— START RECORD LIST —

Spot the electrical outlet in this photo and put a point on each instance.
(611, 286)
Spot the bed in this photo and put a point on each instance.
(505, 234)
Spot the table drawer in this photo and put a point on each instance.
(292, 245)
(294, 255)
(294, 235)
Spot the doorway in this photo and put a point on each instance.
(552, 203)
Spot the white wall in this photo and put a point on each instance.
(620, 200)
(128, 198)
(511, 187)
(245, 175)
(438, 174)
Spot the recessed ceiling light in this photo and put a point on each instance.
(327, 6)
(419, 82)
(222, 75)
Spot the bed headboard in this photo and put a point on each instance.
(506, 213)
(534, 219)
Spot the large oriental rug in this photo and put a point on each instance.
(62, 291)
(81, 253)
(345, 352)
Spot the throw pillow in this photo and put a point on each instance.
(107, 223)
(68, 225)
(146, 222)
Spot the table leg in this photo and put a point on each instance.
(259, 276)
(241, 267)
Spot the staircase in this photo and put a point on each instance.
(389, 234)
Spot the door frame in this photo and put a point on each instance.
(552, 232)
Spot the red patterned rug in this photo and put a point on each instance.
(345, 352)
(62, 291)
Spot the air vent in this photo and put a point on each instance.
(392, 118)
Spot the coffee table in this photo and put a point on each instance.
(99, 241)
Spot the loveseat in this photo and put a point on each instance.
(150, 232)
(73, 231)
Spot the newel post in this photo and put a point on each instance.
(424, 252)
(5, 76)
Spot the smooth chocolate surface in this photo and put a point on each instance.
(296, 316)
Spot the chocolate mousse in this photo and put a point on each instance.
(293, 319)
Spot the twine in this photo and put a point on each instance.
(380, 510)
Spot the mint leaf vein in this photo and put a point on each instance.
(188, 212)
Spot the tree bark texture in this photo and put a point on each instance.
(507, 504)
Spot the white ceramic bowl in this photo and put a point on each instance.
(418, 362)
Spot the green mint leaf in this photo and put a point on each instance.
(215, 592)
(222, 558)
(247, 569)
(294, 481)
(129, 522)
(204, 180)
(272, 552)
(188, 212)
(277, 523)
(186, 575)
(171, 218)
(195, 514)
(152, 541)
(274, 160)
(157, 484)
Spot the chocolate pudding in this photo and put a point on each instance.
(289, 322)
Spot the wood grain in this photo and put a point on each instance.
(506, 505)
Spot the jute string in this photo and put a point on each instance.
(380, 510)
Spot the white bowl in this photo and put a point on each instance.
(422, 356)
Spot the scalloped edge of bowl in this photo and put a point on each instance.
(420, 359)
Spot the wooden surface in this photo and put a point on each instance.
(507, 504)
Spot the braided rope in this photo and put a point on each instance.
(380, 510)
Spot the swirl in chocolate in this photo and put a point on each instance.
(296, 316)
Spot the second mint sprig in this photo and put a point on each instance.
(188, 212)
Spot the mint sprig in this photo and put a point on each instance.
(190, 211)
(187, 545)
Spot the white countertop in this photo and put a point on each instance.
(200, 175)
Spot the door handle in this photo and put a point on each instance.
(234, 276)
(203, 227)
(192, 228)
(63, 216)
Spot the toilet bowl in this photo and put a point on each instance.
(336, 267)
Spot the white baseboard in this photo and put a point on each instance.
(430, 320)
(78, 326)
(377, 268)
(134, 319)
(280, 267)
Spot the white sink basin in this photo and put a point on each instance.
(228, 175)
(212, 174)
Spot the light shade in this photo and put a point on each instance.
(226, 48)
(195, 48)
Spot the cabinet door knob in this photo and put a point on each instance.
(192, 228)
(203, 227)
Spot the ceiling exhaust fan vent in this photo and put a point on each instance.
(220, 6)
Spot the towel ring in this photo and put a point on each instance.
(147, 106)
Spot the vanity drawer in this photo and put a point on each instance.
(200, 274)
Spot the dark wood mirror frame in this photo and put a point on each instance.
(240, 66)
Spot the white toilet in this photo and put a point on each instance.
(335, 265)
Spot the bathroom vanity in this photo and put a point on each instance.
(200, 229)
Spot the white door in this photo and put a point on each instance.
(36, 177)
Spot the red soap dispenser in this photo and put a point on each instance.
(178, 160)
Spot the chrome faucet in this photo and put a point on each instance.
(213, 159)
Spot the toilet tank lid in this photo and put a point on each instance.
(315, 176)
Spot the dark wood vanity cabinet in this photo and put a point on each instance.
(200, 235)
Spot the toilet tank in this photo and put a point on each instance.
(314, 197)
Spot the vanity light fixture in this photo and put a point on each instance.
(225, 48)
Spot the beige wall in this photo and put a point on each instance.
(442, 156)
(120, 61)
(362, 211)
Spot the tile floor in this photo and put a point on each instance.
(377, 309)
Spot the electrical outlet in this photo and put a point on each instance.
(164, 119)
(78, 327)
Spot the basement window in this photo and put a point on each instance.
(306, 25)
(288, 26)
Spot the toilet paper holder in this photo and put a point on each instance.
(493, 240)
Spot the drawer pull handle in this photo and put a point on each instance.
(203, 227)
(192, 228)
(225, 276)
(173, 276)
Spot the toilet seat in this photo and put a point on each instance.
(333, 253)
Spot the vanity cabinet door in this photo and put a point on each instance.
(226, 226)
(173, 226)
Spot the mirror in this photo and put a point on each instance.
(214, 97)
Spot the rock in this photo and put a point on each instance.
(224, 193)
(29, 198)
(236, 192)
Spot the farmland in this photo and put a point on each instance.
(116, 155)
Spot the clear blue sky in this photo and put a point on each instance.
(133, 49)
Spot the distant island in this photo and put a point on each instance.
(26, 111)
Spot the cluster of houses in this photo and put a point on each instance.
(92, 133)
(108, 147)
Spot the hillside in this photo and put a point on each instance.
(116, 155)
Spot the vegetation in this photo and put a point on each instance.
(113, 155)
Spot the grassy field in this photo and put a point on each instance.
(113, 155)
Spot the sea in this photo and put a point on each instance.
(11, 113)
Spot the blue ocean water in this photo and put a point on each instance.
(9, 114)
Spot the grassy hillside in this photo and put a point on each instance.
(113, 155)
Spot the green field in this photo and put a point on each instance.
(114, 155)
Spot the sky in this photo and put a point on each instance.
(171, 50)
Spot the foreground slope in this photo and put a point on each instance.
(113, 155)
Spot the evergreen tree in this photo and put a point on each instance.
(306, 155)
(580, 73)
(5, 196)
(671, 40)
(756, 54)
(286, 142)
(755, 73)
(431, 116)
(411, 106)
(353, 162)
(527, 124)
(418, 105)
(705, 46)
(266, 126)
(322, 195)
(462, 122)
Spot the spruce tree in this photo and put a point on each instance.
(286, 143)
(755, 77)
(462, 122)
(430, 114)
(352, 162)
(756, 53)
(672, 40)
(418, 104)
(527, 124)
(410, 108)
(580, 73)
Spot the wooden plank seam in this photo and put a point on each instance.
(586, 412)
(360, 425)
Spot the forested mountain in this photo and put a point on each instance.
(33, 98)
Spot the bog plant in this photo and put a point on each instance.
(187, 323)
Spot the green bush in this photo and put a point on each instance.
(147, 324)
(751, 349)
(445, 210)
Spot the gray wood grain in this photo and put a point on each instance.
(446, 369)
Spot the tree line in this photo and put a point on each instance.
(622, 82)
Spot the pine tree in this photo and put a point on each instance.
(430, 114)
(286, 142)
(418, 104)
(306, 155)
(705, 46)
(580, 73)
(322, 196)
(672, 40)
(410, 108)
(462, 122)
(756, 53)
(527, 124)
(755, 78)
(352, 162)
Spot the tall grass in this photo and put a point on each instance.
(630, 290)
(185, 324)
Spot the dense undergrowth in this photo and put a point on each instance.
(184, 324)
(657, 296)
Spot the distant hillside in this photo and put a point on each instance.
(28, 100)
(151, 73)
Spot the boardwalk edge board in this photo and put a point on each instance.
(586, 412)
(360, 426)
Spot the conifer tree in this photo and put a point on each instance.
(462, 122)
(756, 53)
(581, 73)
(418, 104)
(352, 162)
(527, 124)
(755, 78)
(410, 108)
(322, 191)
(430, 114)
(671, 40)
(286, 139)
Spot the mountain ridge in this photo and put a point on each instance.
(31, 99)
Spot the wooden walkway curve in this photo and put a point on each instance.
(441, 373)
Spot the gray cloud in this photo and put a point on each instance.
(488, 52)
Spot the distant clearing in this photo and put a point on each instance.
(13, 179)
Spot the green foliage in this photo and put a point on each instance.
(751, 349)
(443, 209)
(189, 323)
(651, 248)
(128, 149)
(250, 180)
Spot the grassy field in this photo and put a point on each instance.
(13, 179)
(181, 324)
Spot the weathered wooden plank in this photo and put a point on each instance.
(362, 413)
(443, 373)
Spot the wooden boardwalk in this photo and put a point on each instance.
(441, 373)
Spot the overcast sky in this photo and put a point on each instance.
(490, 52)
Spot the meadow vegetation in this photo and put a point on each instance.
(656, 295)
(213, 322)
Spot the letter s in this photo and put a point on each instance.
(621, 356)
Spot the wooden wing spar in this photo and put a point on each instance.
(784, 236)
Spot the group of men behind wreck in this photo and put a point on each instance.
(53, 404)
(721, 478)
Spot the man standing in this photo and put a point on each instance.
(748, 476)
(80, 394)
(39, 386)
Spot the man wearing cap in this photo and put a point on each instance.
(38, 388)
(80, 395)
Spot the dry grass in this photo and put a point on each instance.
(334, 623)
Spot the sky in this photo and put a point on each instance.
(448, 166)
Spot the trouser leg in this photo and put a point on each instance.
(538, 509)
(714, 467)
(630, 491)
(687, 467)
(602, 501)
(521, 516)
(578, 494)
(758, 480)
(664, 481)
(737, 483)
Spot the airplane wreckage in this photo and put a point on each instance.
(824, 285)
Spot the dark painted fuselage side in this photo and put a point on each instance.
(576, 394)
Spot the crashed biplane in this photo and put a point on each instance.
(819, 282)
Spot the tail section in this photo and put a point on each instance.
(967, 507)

— END RECORD LIST —

_WHAT IS EXPECTED_.
Reproduce precisely the span of lines that begins at the line containing "Spot the group" and ends with the last line of the listing.

_WORKED ANSWER_.
Spot the group of men behind wreck in this photo and put a point on each instance.
(53, 404)
(721, 478)
Spot the man standing in this photo and put a point on each instance.
(748, 476)
(80, 394)
(39, 386)
Spot the man wearing cap in this photo and put a point on each instance.
(38, 388)
(80, 395)
Spot the dry grass in this photo and put a point on each instance.
(334, 623)
Spot the sky in this photo and put a point on each instance.
(448, 166)
Spot the trouser leg in this photo and put a point on each instance.
(538, 509)
(714, 467)
(630, 491)
(687, 467)
(602, 501)
(521, 516)
(578, 494)
(758, 480)
(664, 481)
(737, 483)
Spot the airplane wreckage in this photo and put a point on each instance.
(824, 285)
Spot the dark painted fuselage side in this photo and put a point on each instance.
(576, 394)
Spot the crashed biplane in this photo and put a point on each instance.
(819, 282)
Spot the tail section in this photo and put a point on each instance.
(967, 507)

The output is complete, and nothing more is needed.